··· Texte source

Résumés
Résumé
Cet article revient sur l’expression « nouveaux publics étudiants », popularisée dans le contexte français à la suite de la seconde massification scolaire (1985-1995) pour caractériser l’apparition d’une population étudiante moins dotée à la fois socialement et scolairement. Or, cette expression est utilisée depuis plusieurs décennies maintenant pour évoquer ces publics inscrits à l’université française, sans pour autant être remise en question. À travers une recherche articulant les recensions de cette notion dans la presse, les discours institutionnels, la littérature grise et les travaux scientifiques, avec des analyses sur plusieurs bases de données (enquête Conditions de vie de l’OVE, bases Admission Post-Bac 2016 et Parcoursup 2019), nous montrons tout d’abord que l’expression est fréquemment utilisée, notamment en période de réformes, pour désigner les étudiant·es non titulaires d’un baccalauréat général. Dans un second temps, le recours aux données permet de mettre en évidence une augmentation importante des effectifs étudiants depuis le début des années 2010, conséquence de l’accroissement du nombre de bachelier·es professionnel·les conjugué au boom démographique du début des années 2000 : il paraît alors pertinent de parler de troisième massification scolaire. Ces étudiant·es s’inscrivent par ailleurs davantage dans les licences de sciences, par rapport à celles de lettres et sciences humaines. L’analyse des caractéristiques sociales et scolaires des publics permet de montrer que cette augmentation des néo-entrant·es dans l’enseignement supérieur ne s’accompagne pas d’une plus grande diversité sociale. En revanche, la comparaison de la répartition des publics étudiants au sein des universités franciliennes en 2016 et en 2019 met en évidence une segmentation scolaire accrue entre les établissements de premier cycle, laquelle creuse les inégalités déjà présentes dans l’enseignement supérieur.

······
··· Données fournies

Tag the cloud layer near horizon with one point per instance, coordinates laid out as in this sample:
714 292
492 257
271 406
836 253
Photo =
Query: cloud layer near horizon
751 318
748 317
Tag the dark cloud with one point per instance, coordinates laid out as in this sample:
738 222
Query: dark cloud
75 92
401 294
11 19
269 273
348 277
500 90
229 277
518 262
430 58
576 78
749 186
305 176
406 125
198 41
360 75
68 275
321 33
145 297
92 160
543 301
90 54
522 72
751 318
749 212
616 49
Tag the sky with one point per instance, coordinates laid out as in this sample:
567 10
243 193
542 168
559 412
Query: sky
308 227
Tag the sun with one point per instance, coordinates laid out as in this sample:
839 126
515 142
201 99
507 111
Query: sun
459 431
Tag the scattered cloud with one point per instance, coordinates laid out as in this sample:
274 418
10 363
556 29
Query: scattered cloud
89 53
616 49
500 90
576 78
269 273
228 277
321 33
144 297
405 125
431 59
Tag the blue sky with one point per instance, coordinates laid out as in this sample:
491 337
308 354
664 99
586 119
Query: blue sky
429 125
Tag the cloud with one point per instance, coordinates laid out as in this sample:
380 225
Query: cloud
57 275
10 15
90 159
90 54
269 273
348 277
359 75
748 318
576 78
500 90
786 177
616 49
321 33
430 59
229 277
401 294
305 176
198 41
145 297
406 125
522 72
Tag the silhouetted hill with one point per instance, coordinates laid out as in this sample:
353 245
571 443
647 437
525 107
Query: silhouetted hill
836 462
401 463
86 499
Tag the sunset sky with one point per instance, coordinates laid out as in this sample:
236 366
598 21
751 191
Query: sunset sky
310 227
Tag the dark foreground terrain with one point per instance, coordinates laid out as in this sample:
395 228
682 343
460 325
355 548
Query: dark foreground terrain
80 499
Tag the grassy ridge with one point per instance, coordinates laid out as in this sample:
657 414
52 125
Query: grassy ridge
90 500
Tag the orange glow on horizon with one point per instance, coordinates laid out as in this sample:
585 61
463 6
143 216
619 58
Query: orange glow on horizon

······

▶ [Travail demandé]
1 > Énumérez les types de sources dans lesquels, d'après le résumé sur les nouveaux publics étudiants, les recensions de la notion ont été recherchées.
2 > Résumez en deux phrases le résumé sur les nouveaux publics étudiants.
3 > Poursuivez le résumé sur les nouveaux publics étudiants à la suite de sa dernière phrase.

▶ [Réponses par consigne]
1 > La presse, les discours institutionnels, la littérature grise et les travaux scientifiques.

2 > L'expression « nouveaux publics étudiants », employée depuis plusieurs décennies sans être remise en question, désigne fréquemment, notamment en période de réformes, les étudiant·es non titulaires d'un baccalauréat général. Les données révèlent depuis le début des années 2010 une forte hausse des effectifs, qui justifie de parler de troisième massification scolaire et ne s'accompagne pas d'une plus grande diversité sociale, mais d'une segmentation scolaire accrue entre les universités franciliennes.

3 >
Mots-clés :
- démographie,
- nouveaux publics étudiants,
- massification,
- filières de l’enseignement supérieur,
- établissements
Abstract
This article looks into the expression “New student population” which became popular in France further to the second school expansion wave (1985-1995) to designate a new student category less endowed with social and educational resources. However, this expression has been used heedlessly over the past decades to refer to such a public among French university goers. After surveying the use of this notion in the press and institutional narratives as well as in scientific literature, together with analysing multiple databases (data from OVE’s Conditions de vie survey, 2016 post-secondary admission databases and Parcoursup 2019), this article yields three main findings. First, the expression “New student population” is frequently used during reform periods and describes students without a general secondary education degree. Second, the data evidences the significant increase in the student population since the early 2010’s resulting from the greater number of students with a vocational degree on the one hand and the demographic boom of the early 2000’s on the other hand. In this perspective, we can relevantly speak about a third school massification wave. Third, these bachelor students now more often register in the Faculty of Science and less in the Faculty of Arts and Humanities when it used to be the opposite. Finally, an analysis of students’ social characteristics by university in the Ile-de-France area shows that the greater number of freshers does not correlate with improved social diversity. On the contrary, comparing the distribution of these students in 2016 and in 2019 highlights a deeper educational segregation between Ile-de-France establishments therefore worsening existing inequalities in higher education.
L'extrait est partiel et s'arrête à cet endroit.